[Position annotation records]
------------------------------------------------

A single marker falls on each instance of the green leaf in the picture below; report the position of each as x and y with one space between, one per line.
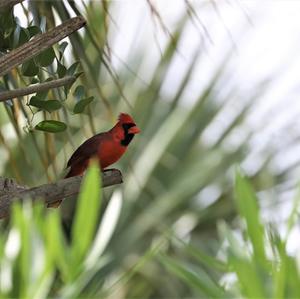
46 57
72 69
80 106
248 207
51 126
199 281
50 105
61 70
43 94
70 72
88 207
79 92
29 68
61 48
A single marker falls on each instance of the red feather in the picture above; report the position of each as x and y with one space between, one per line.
107 147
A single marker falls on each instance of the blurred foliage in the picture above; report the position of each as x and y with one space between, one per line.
177 184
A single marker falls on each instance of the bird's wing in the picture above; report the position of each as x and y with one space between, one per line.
86 150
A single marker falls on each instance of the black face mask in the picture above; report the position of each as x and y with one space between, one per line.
128 137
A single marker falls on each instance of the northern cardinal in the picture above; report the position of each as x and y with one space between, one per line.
107 147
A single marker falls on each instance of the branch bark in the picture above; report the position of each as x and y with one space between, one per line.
10 94
49 193
38 44
8 3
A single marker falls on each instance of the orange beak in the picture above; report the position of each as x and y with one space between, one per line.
134 130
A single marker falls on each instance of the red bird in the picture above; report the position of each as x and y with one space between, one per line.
107 147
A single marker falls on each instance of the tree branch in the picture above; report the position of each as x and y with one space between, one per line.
38 44
10 94
50 193
8 3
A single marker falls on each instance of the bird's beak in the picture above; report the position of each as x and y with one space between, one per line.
134 130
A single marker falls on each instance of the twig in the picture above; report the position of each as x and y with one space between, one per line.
49 193
8 3
38 44
10 94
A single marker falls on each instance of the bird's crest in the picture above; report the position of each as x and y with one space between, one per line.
125 118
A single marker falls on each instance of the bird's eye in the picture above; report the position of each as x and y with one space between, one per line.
128 125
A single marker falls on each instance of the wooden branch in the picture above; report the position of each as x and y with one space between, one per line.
10 94
8 3
38 44
52 192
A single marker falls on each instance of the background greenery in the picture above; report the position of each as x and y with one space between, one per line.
174 228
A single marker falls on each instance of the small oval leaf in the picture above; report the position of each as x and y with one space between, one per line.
61 70
52 126
29 68
50 105
79 92
80 106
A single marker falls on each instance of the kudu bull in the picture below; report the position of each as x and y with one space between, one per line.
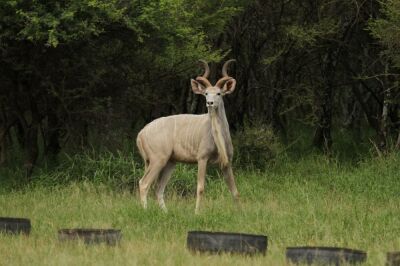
189 138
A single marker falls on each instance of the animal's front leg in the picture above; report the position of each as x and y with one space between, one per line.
201 177
230 181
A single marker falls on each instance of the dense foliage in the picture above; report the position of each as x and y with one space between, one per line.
83 73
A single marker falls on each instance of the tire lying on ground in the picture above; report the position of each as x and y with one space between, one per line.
393 259
219 242
325 255
91 236
15 225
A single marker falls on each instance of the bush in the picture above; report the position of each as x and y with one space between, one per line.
256 146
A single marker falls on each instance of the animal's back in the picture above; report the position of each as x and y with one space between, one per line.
177 137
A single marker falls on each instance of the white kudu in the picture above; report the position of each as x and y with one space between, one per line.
189 138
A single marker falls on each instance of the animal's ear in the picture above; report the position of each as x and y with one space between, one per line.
197 87
229 86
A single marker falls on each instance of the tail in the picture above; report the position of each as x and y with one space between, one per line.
142 151
219 141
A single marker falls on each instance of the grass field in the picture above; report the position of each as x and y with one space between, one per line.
310 201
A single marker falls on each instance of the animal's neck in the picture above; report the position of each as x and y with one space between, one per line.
221 134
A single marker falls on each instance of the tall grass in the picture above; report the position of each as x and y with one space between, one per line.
308 200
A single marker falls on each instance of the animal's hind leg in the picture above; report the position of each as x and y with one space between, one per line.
165 176
152 172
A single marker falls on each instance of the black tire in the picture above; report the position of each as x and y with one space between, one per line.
325 255
15 225
218 242
393 259
91 236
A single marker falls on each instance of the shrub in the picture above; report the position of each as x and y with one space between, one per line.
256 146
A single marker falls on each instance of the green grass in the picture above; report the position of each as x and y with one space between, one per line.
311 201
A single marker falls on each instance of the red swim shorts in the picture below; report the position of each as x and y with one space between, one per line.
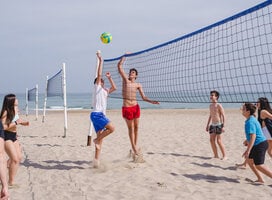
130 113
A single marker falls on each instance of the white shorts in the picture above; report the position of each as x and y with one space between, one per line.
266 133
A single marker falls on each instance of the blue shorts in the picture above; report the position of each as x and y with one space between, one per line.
99 120
258 151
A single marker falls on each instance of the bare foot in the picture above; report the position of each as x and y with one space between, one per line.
96 144
224 158
96 163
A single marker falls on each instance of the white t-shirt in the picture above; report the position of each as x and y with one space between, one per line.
100 96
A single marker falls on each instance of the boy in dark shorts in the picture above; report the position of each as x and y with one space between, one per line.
215 124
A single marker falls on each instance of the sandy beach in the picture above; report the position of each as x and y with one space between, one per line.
176 148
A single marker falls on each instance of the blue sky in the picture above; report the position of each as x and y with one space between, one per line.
37 36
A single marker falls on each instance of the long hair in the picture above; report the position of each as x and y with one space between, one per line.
264 105
8 106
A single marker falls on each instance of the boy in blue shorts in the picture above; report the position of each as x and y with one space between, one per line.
102 125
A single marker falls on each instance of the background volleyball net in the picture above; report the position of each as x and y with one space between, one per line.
56 87
32 95
233 56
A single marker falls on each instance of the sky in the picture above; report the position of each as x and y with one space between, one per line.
37 36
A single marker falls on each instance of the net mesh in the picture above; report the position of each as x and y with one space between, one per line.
31 94
232 56
54 85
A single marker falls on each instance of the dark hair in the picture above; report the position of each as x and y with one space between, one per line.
133 69
250 107
264 104
8 106
216 93
96 80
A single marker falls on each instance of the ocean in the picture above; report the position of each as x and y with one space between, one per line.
78 101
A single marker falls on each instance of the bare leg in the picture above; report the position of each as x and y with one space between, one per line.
11 149
213 145
255 171
262 168
269 150
221 145
136 127
103 133
3 177
131 134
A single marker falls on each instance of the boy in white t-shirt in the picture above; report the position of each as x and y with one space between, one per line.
102 125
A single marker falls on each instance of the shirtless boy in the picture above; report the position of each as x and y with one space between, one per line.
215 124
131 109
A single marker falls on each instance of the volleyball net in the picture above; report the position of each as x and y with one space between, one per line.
56 87
232 56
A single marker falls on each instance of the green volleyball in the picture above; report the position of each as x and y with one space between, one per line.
106 37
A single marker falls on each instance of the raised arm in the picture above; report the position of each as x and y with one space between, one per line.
120 68
113 86
99 69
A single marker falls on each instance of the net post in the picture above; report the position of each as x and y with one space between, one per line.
37 101
45 99
26 108
64 98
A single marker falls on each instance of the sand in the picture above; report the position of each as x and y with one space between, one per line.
175 145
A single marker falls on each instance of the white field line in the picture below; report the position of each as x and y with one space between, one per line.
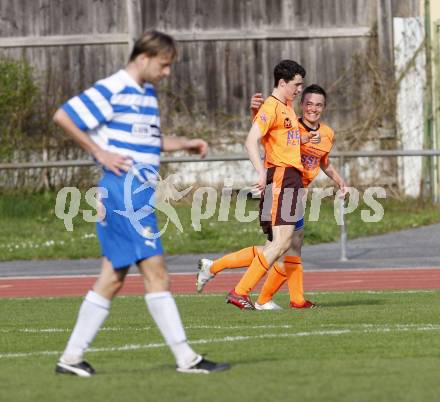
333 270
228 339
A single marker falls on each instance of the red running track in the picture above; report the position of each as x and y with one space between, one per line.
345 280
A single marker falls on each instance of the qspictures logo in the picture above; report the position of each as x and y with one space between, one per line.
206 203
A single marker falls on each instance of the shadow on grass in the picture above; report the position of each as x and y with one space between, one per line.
345 303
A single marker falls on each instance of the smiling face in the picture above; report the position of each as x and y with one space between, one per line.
312 106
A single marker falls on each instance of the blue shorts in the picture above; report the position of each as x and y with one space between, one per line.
128 233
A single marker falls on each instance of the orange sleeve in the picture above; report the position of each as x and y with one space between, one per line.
325 161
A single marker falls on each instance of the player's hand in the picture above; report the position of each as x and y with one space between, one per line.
262 178
197 146
315 137
256 101
114 162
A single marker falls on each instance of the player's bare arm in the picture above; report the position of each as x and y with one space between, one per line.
256 102
196 145
113 162
252 147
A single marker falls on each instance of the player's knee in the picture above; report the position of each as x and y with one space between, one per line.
280 247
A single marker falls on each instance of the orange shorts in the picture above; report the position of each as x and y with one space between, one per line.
279 200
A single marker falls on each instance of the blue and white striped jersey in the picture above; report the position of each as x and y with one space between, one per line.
121 117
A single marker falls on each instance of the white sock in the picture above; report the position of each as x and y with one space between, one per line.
92 314
164 311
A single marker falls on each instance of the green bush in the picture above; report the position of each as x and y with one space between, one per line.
19 99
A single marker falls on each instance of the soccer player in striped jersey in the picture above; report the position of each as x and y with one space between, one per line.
316 144
117 122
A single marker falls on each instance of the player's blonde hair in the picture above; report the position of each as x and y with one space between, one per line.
152 43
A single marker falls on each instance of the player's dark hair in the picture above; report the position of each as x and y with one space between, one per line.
314 89
287 70
152 43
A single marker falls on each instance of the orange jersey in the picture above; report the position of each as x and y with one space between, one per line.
312 155
280 134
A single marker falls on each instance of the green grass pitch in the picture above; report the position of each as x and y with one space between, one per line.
359 346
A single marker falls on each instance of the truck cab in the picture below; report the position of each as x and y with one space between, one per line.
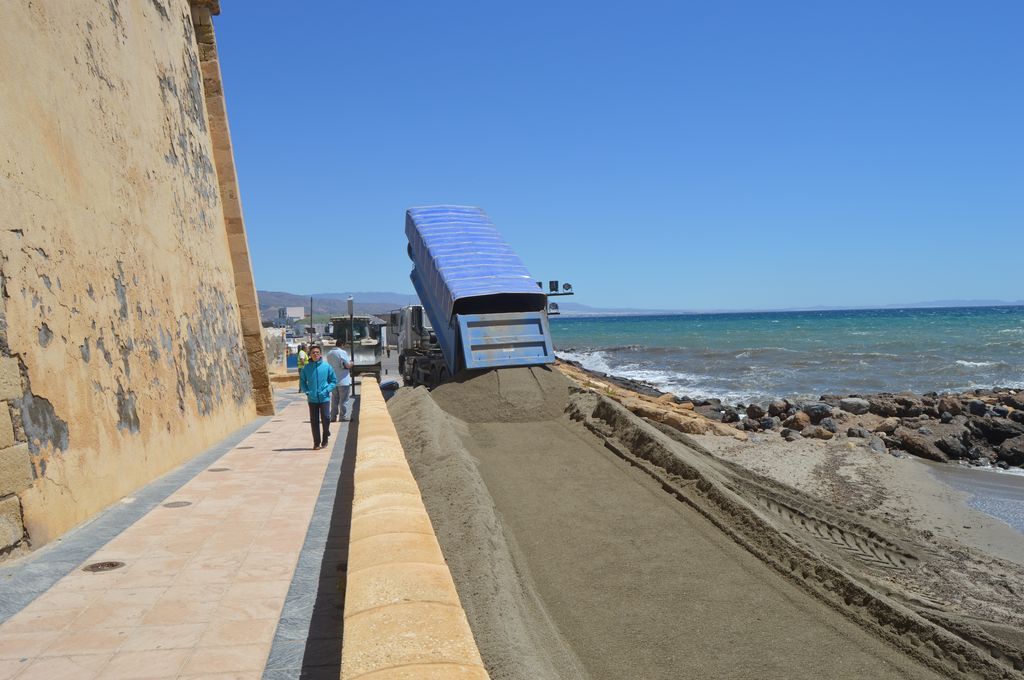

------------------------------------------------

#### [WORK REQUIRED]
Copy only the lines running from the one that holds "A single marker falls on each instance of the blue and" through the last line of the data, and include both of those lines. Do not copy any pictures.

#### [TASK ANSWER]
A single marker falls on each instance of the blue and white striped jersey in the picture above; report the position of each as x and y with one space between, one per line.
121 117
A single marker falls on each instance of the white sock in the picture above; report the position of each as x and y with one space between, one per line.
92 314
164 311
A single marker falls on each instance of the green bush in the picture above; report the position of each as x and y with one space between, one per line.
19 99
A single marker falls on each instance of the soccer player in striped jersey in the picture above; report the position of each as x and y with one space between, one per line.
316 144
117 122
A single marker falls on each instance of the player's blonde hair in the picture above; report the position of each as x and y with one space between, one per line.
152 43
A single marker falls on each instance of the player's dark hair in the picture above; report the position of each as x and y with one space between, one per line.
314 89
287 70
152 43
A single marker falls on each instance of the orange jersey in the picture above; report the position of each as x and y with one space between, one per line.
312 155
280 134
A single marker falls on each instance of the green grass pitch in the picture above; report the position of each as x and y with one space between, one per line.
359 346
A single marker falls on each instance of the truck cab in the picture below; report the position of each as x and y with one space between, one per line.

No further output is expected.